▶ Lines of data:
* Begin *
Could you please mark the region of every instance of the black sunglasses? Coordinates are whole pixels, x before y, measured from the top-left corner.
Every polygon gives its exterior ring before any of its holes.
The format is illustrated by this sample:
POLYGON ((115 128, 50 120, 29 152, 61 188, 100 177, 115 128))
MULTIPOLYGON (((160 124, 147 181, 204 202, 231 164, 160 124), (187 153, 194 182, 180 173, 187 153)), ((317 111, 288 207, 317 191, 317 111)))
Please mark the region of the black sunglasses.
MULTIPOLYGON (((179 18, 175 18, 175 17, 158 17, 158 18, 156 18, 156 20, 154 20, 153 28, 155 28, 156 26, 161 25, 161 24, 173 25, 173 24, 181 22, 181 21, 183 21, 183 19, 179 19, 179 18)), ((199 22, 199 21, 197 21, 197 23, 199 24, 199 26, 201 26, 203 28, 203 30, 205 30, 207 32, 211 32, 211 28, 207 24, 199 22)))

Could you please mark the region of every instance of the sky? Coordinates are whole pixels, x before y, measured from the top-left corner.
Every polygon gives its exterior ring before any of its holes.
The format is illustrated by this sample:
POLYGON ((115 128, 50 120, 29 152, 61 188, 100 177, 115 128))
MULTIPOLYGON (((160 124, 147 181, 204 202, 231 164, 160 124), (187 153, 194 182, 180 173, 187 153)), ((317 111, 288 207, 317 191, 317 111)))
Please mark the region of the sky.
* End *
* Begin *
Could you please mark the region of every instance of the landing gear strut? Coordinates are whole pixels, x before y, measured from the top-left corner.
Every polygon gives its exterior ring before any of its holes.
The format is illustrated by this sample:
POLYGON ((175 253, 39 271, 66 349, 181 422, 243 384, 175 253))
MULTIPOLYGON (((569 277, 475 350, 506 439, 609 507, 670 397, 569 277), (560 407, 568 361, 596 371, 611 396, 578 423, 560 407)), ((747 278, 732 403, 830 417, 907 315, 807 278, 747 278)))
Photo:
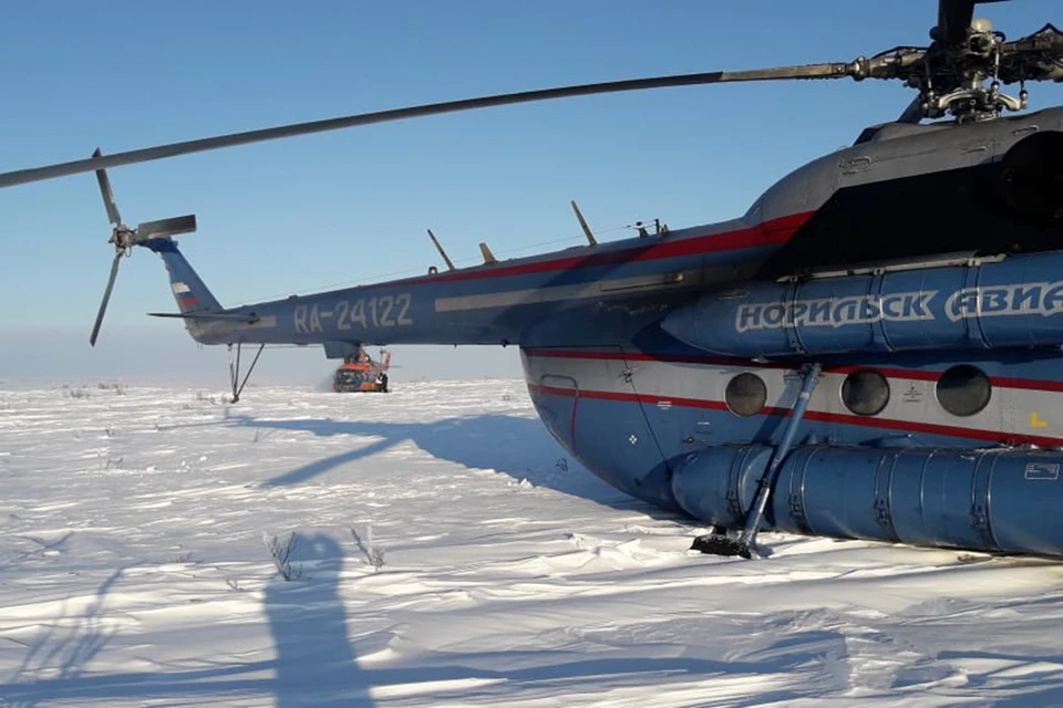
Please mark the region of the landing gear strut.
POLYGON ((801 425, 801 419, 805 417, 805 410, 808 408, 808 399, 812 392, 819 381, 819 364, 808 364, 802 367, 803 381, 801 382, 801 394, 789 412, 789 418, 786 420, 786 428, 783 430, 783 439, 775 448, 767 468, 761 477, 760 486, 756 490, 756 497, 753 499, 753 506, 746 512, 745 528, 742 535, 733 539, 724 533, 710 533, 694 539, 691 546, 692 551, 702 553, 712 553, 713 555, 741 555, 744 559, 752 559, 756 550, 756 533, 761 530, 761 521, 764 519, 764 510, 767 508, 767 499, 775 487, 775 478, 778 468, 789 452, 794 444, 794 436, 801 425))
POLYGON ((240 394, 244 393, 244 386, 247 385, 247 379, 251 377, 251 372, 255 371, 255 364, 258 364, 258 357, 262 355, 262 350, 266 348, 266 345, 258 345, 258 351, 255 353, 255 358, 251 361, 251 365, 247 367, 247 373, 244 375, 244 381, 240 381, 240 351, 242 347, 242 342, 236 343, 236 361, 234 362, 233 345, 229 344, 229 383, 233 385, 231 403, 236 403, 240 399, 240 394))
* End *
* Begin *
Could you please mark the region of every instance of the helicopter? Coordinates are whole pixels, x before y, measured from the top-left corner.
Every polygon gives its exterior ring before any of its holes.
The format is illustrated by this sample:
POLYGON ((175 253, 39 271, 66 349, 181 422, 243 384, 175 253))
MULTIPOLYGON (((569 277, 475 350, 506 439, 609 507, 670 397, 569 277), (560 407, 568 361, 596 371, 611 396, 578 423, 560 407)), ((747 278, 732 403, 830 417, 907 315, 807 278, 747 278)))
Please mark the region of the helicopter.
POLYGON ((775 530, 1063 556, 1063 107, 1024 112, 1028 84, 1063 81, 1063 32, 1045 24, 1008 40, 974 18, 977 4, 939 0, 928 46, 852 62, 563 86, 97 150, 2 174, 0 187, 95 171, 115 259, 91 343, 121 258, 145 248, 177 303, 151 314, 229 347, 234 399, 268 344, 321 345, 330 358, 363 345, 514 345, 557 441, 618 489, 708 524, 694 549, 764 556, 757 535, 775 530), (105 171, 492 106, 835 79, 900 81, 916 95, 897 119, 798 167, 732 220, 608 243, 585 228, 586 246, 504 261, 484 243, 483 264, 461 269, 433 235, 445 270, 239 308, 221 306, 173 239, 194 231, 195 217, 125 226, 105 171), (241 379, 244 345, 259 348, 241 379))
* End *
▶ Work instructions: Turn the records above into a numbered list, starting at the line that contains "of the helicopter?" and ending at the line that contains "POLYGON ((775 530, 1063", with blank lines left out.

▶ Final result:
1. Could you please mark the region of every instance of the helicopter? Coordinates are whole pixels, x before y, measured from the top-left corner.
2. Every polygon gives its exterior ring before any of its holes.
3. The format is illustrated by this sample:
4. POLYGON ((175 253, 39 271, 66 349, 181 422, 243 384, 175 253))
5. MULTIPOLYGON (((569 277, 475 350, 506 439, 609 507, 670 397, 569 277), (560 407, 568 361, 596 371, 611 396, 578 423, 560 407)), ((747 278, 732 403, 830 417, 907 315, 807 278, 747 278)))
6. Please mark the region of the helicopter.
7. POLYGON ((775 530, 1063 556, 1063 107, 1024 112, 1028 84, 1063 81, 1063 32, 1045 24, 1008 40, 974 18, 977 4, 939 0, 928 46, 852 62, 563 86, 97 150, 2 174, 0 187, 95 171, 115 259, 91 343, 121 258, 145 248, 177 303, 151 314, 229 347, 234 399, 268 344, 321 345, 330 358, 363 345, 514 345, 557 441, 618 489, 708 524, 694 549, 764 556, 757 535, 775 530), (105 171, 492 106, 835 79, 900 81, 916 95, 897 119, 798 167, 732 220, 608 243, 585 228, 586 246, 504 261, 484 243, 483 264, 461 269, 433 235, 445 270, 239 308, 221 306, 173 239, 194 231, 195 217, 125 226, 105 171), (241 379, 244 345, 259 348, 241 379))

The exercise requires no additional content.